### Short task 1
According to the blog post, how long ago did the Portuguese man first go to Kuala Lumpur?
### Short task 2
Reproduce the part of the blog post that starts at the words "Friday, August 7, 2009" and ends after the words "really interested of.".
====== Reading passage ======
Friday, August 7, 2009

All by myself.

Finally! I went to the Liverpool Museum today. All by myself. I was supposed to get the bus to get down to the museum, but i thought i've been very lazy these days, i mean other than slping and eating i don't know what other things i've been doing. So i walked there instead of taking the bus. i walked through London Road, then down to Queensquare and then finally i reached the museum.

The Central Library, Museum, St.Georges Hall, and the Walker Art Gallery are all located in one point. So before entering the museum, i decided to just have a glance through the Walker Art Gallery, but i ended up wandering there around 10 minutes and got bored of it as most of the art gallery there are those victorian drawings and victorians sculptures which im not really interested of.

so i entered the museum. i was quite fascinated by the interior design of the building. coz when comes to museum, i don't know. it makes me relate to something boring, dull, and quiet. but this one is different, it has 4 floors where u get to see the aquarium world, dinosaurs, nature world, world culture, ancient greek and egypt, etc,etc. i went to the 3rd floor which is world culture, it is the theme of my art project thats why i've been asked to come to this museum. There are 4 sections there, Oceanic, America, Asia, and Africa. i was supposed to draw some of the artefacts seen there

so while i was drawing, there's this portugese man who came near me and told me my drawings is nice so i had a little chat with him, since he asked me whether i've been to Africa coz i was drawing some african artefacts. then he asked me where am i from , so i told him i'm from Malaysia and coincidently he's been to Malaysia before. He told me it was around 15 years ago when he first went to Kuala Lumpur when the Petronas Twin Tower wasn't even built yet.

After the museum, i didnt wanna go home yet. so i went into the central library; read some books, but wanted to fall asleep at the same time. so i decided to go home.
So! that's it. my very first post after so many months.
====== Material provided ======
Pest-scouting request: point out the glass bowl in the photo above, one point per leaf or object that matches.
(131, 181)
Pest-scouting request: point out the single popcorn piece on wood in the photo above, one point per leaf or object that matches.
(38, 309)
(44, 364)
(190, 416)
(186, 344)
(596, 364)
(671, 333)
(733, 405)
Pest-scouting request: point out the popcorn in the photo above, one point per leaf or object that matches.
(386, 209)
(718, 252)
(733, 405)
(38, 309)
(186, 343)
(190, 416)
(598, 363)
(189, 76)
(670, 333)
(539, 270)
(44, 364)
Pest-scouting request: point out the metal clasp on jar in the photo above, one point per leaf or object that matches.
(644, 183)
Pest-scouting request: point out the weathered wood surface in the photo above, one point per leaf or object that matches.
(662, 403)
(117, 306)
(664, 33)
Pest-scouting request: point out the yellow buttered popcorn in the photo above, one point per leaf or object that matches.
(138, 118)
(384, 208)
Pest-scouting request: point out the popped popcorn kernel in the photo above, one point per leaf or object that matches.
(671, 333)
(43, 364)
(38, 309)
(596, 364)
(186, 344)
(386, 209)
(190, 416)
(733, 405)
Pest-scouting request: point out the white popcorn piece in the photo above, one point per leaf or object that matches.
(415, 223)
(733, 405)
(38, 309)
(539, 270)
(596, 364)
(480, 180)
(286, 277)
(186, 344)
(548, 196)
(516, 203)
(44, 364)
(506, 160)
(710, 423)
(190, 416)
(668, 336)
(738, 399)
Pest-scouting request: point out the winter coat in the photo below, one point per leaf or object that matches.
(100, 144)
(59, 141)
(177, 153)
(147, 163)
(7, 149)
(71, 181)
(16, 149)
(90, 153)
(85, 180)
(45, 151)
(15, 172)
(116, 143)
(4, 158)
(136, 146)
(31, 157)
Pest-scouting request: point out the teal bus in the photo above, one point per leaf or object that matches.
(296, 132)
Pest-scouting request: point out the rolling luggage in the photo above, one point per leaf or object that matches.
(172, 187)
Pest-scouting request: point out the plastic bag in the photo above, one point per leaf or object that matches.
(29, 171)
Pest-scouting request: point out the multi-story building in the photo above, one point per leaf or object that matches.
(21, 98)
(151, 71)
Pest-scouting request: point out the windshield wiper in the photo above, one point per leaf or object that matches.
======
### Finished answer 1
Around 15 years ago, before the Petronas Twin Tower was built.

### Finished answer 2
Friday, August 7, 2009

All by myself.

Finally! I went to the Liverpool Museum today. All by myself. I was supposed to get the bus to get down to the museum, but i thought i've been very lazy these days, i mean other than slping and eating i don't know what other things i've been doing. So i walked there instead of taking the bus. i walked through London Road, then down to Queensquare and then finally i reached the museum.

The Central Library, Museum, St.Georges Hall, and the Walker Art Gallery are all located in one point. So before entering the museum, i decided to just have a glance through the Walker Art Gallery, but i ended up wandering there around 10 minutes and got bored of it as most of the art gallery there are those victorian drawings and victorians sculptures which im not really interested of.